▶ **ИСХОДНЫЙ ТЕКСТ**:
Катя Суворова – казахстанский режиссер-документалист. За ее плечами Художественный колледж, Высшие режиссерские курсы, Werner Herzog's Rouge Film School и несколько короткометражных фильмов. Сейчас Катя закончила свой первый полнометражный фильм «Завтра море» об Аральском регионе и его жителях. Фильм будет представлен на кинофестивале в Локарно. «Степь» встретилась с Катей и поговорила о фильме, море и проблемах документального кино.
«Завтра море» – это невероятно долгая история. Все началось с того, что мы с моим другом-фотографом что-то обсуждали, и он сказал, что недавно впервые посмотрел фильм «Игла». Мы вместе стали его пересматривать и больше всего говорили про корабли. Тогда мы были свободными студентами, а билеты на поезд стоили безумно дешево. Мы собрали рюкзаки и поехали туда без какой-то конкретной цели, ну, может быть, на кораблях пофотографироваться.

▶ **ПРЕДОСТАВЛЕННЫЕ МАТЕРИАЛЫ**:
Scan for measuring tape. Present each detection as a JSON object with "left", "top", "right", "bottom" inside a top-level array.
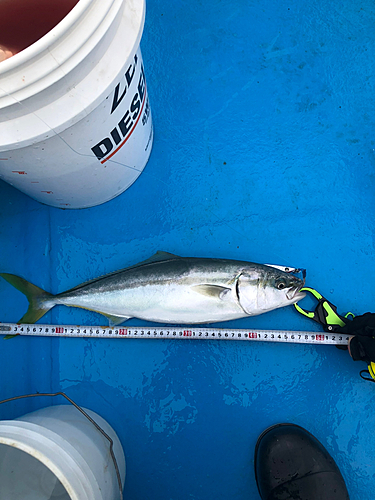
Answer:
[{"left": 0, "top": 323, "right": 350, "bottom": 345}]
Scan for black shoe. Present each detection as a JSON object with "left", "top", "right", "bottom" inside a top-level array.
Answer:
[{"left": 254, "top": 424, "right": 349, "bottom": 500}]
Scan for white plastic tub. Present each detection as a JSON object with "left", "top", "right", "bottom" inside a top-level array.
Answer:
[
  {"left": 0, "top": 405, "right": 125, "bottom": 500},
  {"left": 0, "top": 0, "right": 153, "bottom": 208}
]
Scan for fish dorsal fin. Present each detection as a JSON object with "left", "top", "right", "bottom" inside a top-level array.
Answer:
[
  {"left": 100, "top": 313, "right": 130, "bottom": 326},
  {"left": 138, "top": 250, "right": 181, "bottom": 269},
  {"left": 192, "top": 285, "right": 231, "bottom": 300},
  {"left": 68, "top": 250, "right": 180, "bottom": 292}
]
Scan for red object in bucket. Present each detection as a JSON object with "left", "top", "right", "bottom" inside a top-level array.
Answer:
[{"left": 0, "top": 0, "right": 78, "bottom": 57}]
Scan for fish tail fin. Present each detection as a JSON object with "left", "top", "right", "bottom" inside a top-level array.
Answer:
[{"left": 0, "top": 273, "right": 55, "bottom": 323}]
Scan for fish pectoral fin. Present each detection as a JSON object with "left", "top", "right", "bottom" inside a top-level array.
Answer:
[
  {"left": 101, "top": 313, "right": 131, "bottom": 326},
  {"left": 192, "top": 285, "right": 231, "bottom": 300}
]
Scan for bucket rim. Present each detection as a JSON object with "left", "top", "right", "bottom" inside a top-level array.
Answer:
[
  {"left": 0, "top": 0, "right": 94, "bottom": 76},
  {"left": 0, "top": 420, "right": 101, "bottom": 500}
]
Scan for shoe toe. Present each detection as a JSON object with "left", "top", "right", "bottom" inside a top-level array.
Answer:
[{"left": 255, "top": 424, "right": 349, "bottom": 500}]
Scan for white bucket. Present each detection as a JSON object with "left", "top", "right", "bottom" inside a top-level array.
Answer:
[
  {"left": 0, "top": 0, "right": 153, "bottom": 208},
  {"left": 0, "top": 405, "right": 125, "bottom": 500}
]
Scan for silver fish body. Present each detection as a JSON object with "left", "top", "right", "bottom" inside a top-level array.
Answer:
[{"left": 1, "top": 252, "right": 305, "bottom": 324}]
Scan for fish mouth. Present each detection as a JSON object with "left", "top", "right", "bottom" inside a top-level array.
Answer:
[
  {"left": 286, "top": 270, "right": 306, "bottom": 303},
  {"left": 286, "top": 283, "right": 306, "bottom": 302}
]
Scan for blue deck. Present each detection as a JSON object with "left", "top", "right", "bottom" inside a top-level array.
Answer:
[{"left": 0, "top": 0, "right": 375, "bottom": 500}]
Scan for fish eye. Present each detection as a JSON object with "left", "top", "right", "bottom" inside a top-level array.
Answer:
[{"left": 277, "top": 281, "right": 286, "bottom": 290}]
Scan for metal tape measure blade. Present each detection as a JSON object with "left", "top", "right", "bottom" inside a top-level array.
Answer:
[{"left": 0, "top": 323, "right": 350, "bottom": 345}]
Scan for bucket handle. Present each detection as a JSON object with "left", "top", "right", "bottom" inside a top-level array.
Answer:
[{"left": 0, "top": 392, "right": 124, "bottom": 500}]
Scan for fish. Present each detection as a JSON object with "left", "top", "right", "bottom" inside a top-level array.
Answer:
[{"left": 0, "top": 251, "right": 305, "bottom": 326}]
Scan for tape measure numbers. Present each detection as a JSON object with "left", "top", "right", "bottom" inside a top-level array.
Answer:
[{"left": 0, "top": 323, "right": 350, "bottom": 345}]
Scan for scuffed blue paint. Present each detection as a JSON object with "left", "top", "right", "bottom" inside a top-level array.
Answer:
[{"left": 0, "top": 0, "right": 375, "bottom": 500}]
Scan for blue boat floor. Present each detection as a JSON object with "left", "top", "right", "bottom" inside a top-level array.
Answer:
[{"left": 0, "top": 0, "right": 375, "bottom": 500}]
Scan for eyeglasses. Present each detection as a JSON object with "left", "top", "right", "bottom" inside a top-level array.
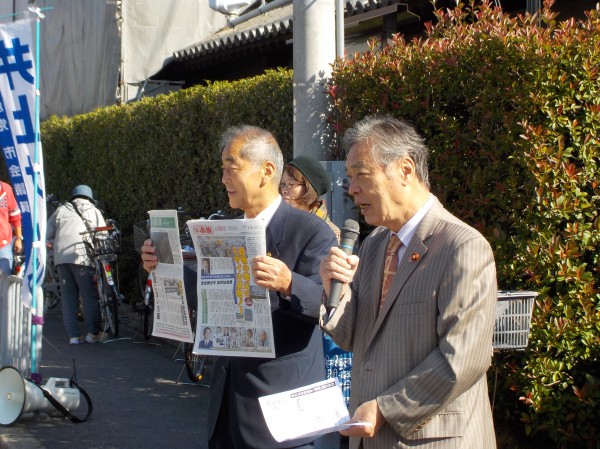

▶ **ЧТО НУЖНО СДЕЛАТЬ**:
[1] На каком кинофестивале покажут фильм «Завтра море», если верить тексту о Кате Суворовой?
[2] Продолжите интервью с Катей Суворовой о фильме «Завтра море», начав сразу после его последнего предложения.

▶ **ОТВЕТЫ ПО ЗАДАНИЯМ**:
[1] На кинофестивале в Локарно.

[2]
И когда я попала туда, меня все очень сильно удивило. В то время у меня была обычная комфортная студенческая жизнь. Я жила с родителями, все у меня было хорошо. И тут я попадаю в среду, где люди живут на преодоление.
Меня настолько это захватило. Когда едешь в Аральск, вдоль железной дороги видны траншеи и то, что люди из них вырвали трубы и сдали на металлолом, потому что все равно уже ничего не работает и вода по ним не идет. Это был очень сильный визуальный образ. Ты сразу понимаешь: что-то не так. Но ведь там живут столько людей. Почему они там живут, что с ними происходит? По вечерам в Аральске из своих домиков выползают ностальгические старушки с зонтиками.
Они рассказывали мне, что ехали в Аральск со всего Советского Союза, потому что там было круто, там было много работы, это была классная точка для жизни. Потом оттуда все разъехались, но некоторые остались. Мне было интересно, почему они там остались. Сейчас вообще непонятно, на чем там строится жизнь. Там все меняется, люди заново себе придумывают смысл жизни.
Там же я встретила огромное количество журналистов, исследователей, документалистов, ученых. Аральский регион очень избалован этим. Там безумные цены на аренду и бензин, потому что есть спрос. Туризм там работает очень сильно. Я видела очень мало местных приезжих там, но много иностранцев. Это тоже для меня что-то говорило.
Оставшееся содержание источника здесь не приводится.